Stated problem — Copy out, word for word, the part of the items below that opens with the line containing "Could you put a marker on each instance of the woman's" and closes with the line containing "point(94, 98)", including both of those lines.

(Rows from a dataset)
---
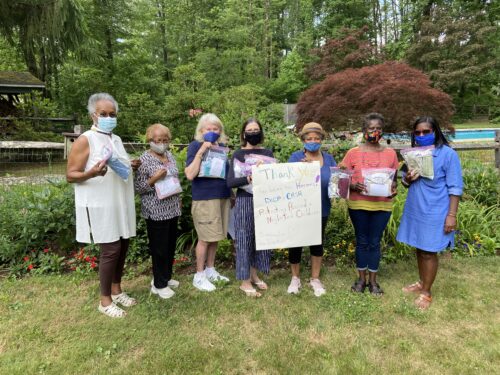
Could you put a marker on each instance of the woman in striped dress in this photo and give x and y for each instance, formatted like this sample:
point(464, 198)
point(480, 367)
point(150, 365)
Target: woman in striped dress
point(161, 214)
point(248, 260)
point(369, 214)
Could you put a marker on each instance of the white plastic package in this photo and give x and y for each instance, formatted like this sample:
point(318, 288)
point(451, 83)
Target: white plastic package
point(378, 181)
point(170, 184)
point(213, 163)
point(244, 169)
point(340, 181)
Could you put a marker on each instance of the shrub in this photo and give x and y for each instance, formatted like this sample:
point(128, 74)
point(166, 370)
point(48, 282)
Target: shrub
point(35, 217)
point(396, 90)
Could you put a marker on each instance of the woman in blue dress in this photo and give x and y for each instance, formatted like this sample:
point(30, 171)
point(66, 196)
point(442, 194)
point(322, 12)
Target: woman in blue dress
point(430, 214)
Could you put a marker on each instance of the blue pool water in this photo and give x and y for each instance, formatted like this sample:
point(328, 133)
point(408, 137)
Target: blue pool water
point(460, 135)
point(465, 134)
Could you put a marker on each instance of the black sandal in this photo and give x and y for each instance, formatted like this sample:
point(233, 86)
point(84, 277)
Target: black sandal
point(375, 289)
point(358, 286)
---
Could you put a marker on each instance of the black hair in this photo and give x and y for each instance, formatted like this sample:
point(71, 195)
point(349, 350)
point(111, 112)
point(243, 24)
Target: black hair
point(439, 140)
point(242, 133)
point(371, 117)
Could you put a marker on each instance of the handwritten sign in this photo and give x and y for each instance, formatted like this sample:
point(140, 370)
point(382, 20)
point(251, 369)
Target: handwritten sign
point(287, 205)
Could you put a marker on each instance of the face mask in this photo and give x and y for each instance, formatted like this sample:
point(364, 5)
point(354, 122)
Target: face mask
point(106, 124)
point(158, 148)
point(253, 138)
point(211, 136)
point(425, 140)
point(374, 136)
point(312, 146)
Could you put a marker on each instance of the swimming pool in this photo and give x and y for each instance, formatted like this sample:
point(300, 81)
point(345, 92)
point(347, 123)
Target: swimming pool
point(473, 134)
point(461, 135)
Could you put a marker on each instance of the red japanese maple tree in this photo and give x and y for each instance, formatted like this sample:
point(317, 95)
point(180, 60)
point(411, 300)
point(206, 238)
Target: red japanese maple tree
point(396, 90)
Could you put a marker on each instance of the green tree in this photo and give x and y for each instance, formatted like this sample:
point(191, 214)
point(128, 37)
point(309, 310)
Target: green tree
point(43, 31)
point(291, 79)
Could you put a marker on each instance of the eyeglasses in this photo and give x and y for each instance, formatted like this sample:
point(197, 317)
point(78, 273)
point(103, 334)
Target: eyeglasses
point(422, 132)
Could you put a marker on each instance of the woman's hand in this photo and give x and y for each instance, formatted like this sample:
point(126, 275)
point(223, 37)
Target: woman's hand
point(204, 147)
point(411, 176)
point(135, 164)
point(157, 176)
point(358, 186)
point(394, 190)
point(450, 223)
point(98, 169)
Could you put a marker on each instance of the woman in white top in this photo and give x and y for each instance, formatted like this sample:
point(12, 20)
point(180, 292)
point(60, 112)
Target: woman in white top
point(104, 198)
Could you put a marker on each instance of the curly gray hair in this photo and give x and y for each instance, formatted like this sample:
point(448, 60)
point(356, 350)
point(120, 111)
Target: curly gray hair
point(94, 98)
---
Exercise result —
Could you put a marker on each instance of the woman's hand in this photo and give x and y for each instance, formatted like this sample:
point(126, 275)
point(223, 37)
Target: woman's hand
point(204, 147)
point(411, 176)
point(135, 164)
point(157, 176)
point(358, 186)
point(394, 190)
point(450, 223)
point(98, 169)
Could you put a marker on each instance of the woman in white top in this photo and give x and y for each instance, formatted like this sample:
point(12, 20)
point(180, 292)
point(60, 112)
Target: woman in white top
point(104, 198)
Could you put a marker on each instance of the curly gray hair in this photo and give x and y for each instance, formatted like this sample:
point(448, 60)
point(356, 350)
point(120, 111)
Target: curly gray hair
point(94, 98)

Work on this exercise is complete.